*** Opening of Data ***
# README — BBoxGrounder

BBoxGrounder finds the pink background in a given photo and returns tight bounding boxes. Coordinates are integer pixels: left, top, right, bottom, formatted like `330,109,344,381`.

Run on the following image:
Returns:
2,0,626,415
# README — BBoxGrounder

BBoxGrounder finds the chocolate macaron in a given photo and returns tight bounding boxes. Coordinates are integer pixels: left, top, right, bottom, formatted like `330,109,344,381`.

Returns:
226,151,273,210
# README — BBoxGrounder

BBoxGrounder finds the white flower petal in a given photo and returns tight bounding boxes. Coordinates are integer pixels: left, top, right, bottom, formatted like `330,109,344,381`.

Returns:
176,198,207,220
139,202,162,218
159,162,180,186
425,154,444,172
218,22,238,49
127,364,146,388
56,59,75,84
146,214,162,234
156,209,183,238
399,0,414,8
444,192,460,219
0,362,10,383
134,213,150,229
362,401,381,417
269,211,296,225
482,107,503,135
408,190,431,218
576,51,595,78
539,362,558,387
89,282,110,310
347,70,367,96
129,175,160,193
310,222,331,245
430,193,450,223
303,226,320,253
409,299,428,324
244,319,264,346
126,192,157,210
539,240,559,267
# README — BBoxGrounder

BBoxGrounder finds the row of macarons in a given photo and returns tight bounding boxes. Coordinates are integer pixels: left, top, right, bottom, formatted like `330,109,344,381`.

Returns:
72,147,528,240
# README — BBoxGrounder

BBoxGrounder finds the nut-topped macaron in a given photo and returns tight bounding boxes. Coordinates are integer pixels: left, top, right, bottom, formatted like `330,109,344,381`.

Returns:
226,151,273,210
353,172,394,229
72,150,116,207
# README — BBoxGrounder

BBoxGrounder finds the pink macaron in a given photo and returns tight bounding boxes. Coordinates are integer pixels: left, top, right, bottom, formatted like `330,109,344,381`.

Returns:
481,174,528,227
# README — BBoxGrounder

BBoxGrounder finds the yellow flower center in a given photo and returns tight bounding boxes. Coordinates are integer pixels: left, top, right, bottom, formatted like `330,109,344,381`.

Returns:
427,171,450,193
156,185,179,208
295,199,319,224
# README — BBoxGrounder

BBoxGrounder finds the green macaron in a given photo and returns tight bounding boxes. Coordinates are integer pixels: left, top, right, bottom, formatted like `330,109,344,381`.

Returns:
*** Close of Data ***
[Your objective]:
The expected answer is a copy of each line above containing "pink".

[Solution below]:
BBoxGrounder finds the pink background in a given photo and returns tight bounding boxes. Coordinates are integer pixels: left, top, right, bottom, formatted like `330,109,344,381`.
BBoxGrounder finds the pink macaron in a given photo and returns tight bounding boxes. Coordinates are integer pixels: left, top, right, bottom, formatted like `330,109,344,381`.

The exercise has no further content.